** begin **
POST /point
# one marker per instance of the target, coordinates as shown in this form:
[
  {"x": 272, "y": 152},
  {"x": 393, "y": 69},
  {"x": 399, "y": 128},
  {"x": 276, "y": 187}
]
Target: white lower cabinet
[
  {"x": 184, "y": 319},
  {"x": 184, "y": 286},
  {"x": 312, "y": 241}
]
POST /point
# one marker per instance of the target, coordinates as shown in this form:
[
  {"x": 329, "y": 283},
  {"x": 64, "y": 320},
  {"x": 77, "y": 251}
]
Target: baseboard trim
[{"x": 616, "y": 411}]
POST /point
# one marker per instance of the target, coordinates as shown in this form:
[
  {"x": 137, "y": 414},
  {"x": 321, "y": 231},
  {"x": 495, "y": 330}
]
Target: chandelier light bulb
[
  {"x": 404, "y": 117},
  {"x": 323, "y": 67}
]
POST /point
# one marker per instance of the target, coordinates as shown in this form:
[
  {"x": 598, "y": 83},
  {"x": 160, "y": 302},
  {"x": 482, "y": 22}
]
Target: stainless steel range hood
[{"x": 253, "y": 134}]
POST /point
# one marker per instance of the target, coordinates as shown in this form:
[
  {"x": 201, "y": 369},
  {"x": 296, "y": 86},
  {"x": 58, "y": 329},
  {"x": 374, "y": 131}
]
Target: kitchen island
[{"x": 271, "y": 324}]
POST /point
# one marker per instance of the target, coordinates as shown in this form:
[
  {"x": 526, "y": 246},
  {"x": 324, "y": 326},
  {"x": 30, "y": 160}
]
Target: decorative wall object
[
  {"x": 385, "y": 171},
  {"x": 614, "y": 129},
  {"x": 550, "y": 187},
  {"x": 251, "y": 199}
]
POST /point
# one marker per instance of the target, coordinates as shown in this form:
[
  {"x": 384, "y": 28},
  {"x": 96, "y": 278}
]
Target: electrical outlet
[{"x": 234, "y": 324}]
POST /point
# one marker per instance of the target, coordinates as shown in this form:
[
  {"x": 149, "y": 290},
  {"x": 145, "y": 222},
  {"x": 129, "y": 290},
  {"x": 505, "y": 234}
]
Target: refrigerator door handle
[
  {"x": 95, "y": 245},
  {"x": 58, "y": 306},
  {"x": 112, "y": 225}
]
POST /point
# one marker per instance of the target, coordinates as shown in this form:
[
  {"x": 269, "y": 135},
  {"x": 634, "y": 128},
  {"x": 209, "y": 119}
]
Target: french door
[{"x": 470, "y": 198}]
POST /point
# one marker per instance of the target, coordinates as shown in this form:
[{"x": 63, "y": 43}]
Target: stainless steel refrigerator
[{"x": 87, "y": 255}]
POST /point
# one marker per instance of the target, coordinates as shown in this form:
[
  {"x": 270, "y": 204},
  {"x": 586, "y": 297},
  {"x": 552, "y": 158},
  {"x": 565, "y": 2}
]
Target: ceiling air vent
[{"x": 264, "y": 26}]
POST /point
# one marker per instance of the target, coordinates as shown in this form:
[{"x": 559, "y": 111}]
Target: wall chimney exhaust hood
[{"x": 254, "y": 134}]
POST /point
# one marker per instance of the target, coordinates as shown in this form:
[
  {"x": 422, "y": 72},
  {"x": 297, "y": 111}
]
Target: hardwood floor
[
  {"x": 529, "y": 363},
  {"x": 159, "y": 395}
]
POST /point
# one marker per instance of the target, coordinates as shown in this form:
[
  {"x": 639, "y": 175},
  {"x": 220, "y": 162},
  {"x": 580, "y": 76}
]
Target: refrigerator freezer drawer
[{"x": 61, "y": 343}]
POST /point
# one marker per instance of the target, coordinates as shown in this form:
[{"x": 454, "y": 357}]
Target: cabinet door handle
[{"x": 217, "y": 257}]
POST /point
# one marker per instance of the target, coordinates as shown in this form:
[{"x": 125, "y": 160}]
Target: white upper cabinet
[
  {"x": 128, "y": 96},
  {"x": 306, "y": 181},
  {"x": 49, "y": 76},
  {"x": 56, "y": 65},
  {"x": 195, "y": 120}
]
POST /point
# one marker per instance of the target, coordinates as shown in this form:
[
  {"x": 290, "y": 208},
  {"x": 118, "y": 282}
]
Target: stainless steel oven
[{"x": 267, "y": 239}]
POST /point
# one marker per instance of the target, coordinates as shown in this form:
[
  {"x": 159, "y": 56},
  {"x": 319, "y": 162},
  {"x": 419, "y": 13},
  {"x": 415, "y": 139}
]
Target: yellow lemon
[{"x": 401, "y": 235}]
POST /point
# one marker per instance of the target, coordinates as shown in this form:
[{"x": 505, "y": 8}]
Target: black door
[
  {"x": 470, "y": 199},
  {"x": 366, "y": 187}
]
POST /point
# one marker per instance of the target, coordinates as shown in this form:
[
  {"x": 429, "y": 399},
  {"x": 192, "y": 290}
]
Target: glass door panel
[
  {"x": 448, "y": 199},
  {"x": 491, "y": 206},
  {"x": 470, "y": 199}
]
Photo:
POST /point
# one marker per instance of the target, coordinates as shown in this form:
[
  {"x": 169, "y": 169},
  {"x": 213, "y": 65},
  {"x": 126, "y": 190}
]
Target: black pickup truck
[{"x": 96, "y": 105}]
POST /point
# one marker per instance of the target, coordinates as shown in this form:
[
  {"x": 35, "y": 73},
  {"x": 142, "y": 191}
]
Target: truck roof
** end **
Set task
Every entry should be printed again exactly as written.

Correct result
POST /point
# one marker per instance of the target, coordinates as shown in this form:
[
  {"x": 272, "y": 152},
  {"x": 393, "y": 69},
  {"x": 399, "y": 128},
  {"x": 276, "y": 187}
]
Target: white lower cabinet
[
  {"x": 184, "y": 319},
  {"x": 184, "y": 286},
  {"x": 312, "y": 241}
]
POST /point
# one marker per instance of the target, coordinates as shown in this form:
[
  {"x": 329, "y": 283},
  {"x": 64, "y": 320},
  {"x": 77, "y": 251}
]
Target: baseboard trim
[{"x": 616, "y": 411}]
POST /point
# one marker per instance of the target, coordinates as shown in this form:
[
  {"x": 137, "y": 414},
  {"x": 321, "y": 231},
  {"x": 495, "y": 330}
]
Target: chandelier light bulb
[
  {"x": 404, "y": 117},
  {"x": 323, "y": 67}
]
POST /point
# one marker per instance of the target, coordinates as shown in this form:
[
  {"x": 598, "y": 83},
  {"x": 160, "y": 302},
  {"x": 482, "y": 22}
]
Target: stainless steel range hood
[{"x": 253, "y": 134}]
POST /point
# one marker per instance of the target, coordinates as shown in this form:
[
  {"x": 201, "y": 369},
  {"x": 296, "y": 86},
  {"x": 58, "y": 329},
  {"x": 374, "y": 131}
]
Target: kitchen island
[{"x": 271, "y": 324}]
POST /point
# one marker per instance of the target, coordinates as shown in this form:
[
  {"x": 526, "y": 246},
  {"x": 324, "y": 326},
  {"x": 30, "y": 160}
]
Target: decorative wall object
[
  {"x": 385, "y": 171},
  {"x": 614, "y": 129},
  {"x": 550, "y": 187},
  {"x": 251, "y": 199}
]
POST /point
# one marker per instance of the target, coordinates as shown in this form:
[
  {"x": 384, "y": 28},
  {"x": 96, "y": 278}
]
Target: electrical outlet
[{"x": 234, "y": 324}]
POST /point
# one marker per instance of the target, coordinates as shown in this form:
[
  {"x": 149, "y": 290},
  {"x": 145, "y": 222},
  {"x": 129, "y": 290},
  {"x": 505, "y": 234}
]
Target: refrigerator door handle
[
  {"x": 95, "y": 245},
  {"x": 58, "y": 306},
  {"x": 112, "y": 225}
]
POST /point
# one marker per instance of the target, coordinates as shown in this form:
[
  {"x": 269, "y": 135},
  {"x": 634, "y": 128},
  {"x": 209, "y": 119}
]
Target: french door
[{"x": 470, "y": 198}]
POST /point
# one marker per instance of the target, coordinates as shown in this form:
[{"x": 63, "y": 43}]
Target: stainless steel refrigerator
[{"x": 87, "y": 255}]
POST /point
# one marker per instance of the target, coordinates as shown in this form:
[
  {"x": 270, "y": 204},
  {"x": 586, "y": 297},
  {"x": 552, "y": 158},
  {"x": 565, "y": 2}
]
Target: ceiling air vent
[{"x": 264, "y": 26}]
POST /point
# one marker per instance of the target, coordinates as shown in this form:
[{"x": 559, "y": 111}]
Target: wall chimney exhaust hood
[{"x": 254, "y": 134}]
POST /point
# one marker per instance of the target, coordinates as shown in this form:
[
  {"x": 422, "y": 72},
  {"x": 297, "y": 111}
]
Target: hardwood floor
[
  {"x": 529, "y": 363},
  {"x": 159, "y": 395}
]
POST /point
# one marker per instance of the target, coordinates as shown in this form:
[
  {"x": 639, "y": 175},
  {"x": 220, "y": 162},
  {"x": 580, "y": 76}
]
Target: refrigerator freezer drawer
[{"x": 61, "y": 343}]
POST /point
# one marker per instance of the target, coordinates as shown in this form:
[{"x": 454, "y": 357}]
Target: cabinet door handle
[{"x": 217, "y": 257}]
POST /point
# one marker per instance of the target, coordinates as shown in this form:
[{"x": 125, "y": 160}]
Target: white upper cabinet
[
  {"x": 128, "y": 96},
  {"x": 306, "y": 181},
  {"x": 49, "y": 76},
  {"x": 56, "y": 65},
  {"x": 195, "y": 120}
]
POST /point
# one marker per instance of the target, coordinates as shown in this form:
[
  {"x": 290, "y": 208},
  {"x": 118, "y": 282}
]
Target: stainless steel oven
[{"x": 267, "y": 239}]
POST /point
# one marker per instance of the target, coordinates as shown in this form:
[
  {"x": 159, "y": 56},
  {"x": 319, "y": 162},
  {"x": 419, "y": 13},
  {"x": 415, "y": 139}
]
Target: yellow lemon
[{"x": 401, "y": 235}]
POST /point
# one marker per instance of the target, coordinates as shown in this form:
[{"x": 505, "y": 8}]
Target: black door
[
  {"x": 470, "y": 199},
  {"x": 366, "y": 187}
]
POST /point
# one marker per instance of the target, coordinates as shown in this form:
[
  {"x": 429, "y": 399},
  {"x": 192, "y": 290}
]
Target: glass door panel
[
  {"x": 448, "y": 199},
  {"x": 491, "y": 206},
  {"x": 470, "y": 199}
]
Photo:
POST /point
# one marker per instance of the target, coordinates as shown in this form:
[
  {"x": 169, "y": 169},
  {"x": 213, "y": 65},
  {"x": 126, "y": 190}
]
Target: black pickup truck
[{"x": 96, "y": 105}]
POST /point
# one marker per instance of the target, coordinates as shown in this form:
[
  {"x": 35, "y": 73},
  {"x": 142, "y": 191}
]
Target: truck roof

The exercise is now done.